» **Exercise**
Copy every line that contains the string "instance" from the entries below.

» **Provided data**
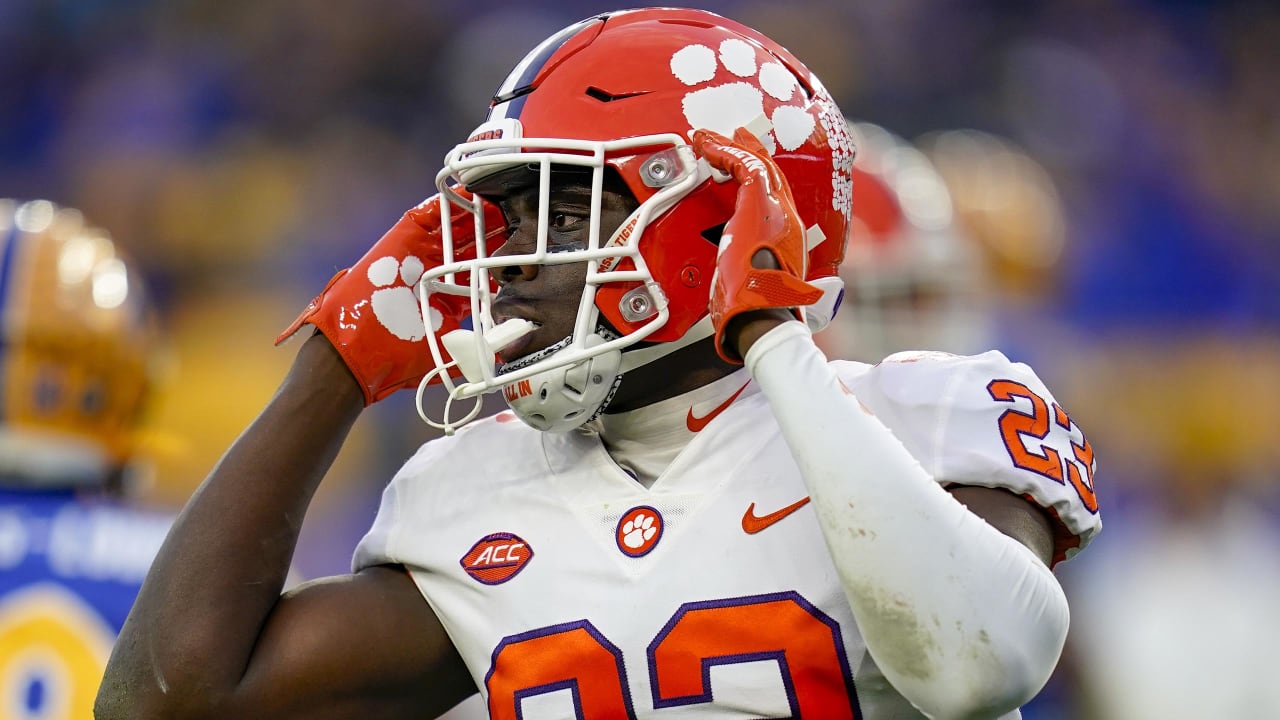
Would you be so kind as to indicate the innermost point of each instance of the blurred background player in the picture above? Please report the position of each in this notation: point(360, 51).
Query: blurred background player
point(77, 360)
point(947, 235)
* * *
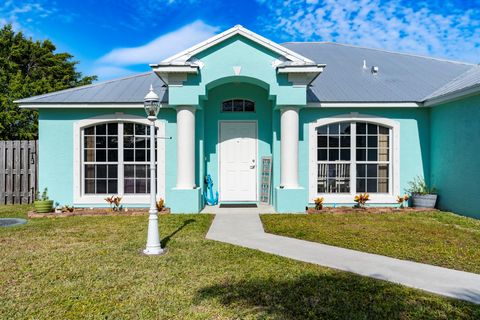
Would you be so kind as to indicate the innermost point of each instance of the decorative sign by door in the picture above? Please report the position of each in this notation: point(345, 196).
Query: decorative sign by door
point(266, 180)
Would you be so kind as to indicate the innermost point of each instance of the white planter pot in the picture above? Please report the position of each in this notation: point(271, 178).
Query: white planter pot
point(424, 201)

» **Solution**
Would you be so kind as to indicate the innermost point of each instance of the blurred background player in the picture above? Please report the position of each in this notation: point(360, 51).
Would you be so kind as to indicate the innermost point of each instance of the decorative sign by door in the picture above? Please report the position of each in this notation: point(345, 196).
Would you be so kind as to indicate the innermost point of each instance of the white planter pot in the picture above? Please report the position of each in this notation: point(271, 178).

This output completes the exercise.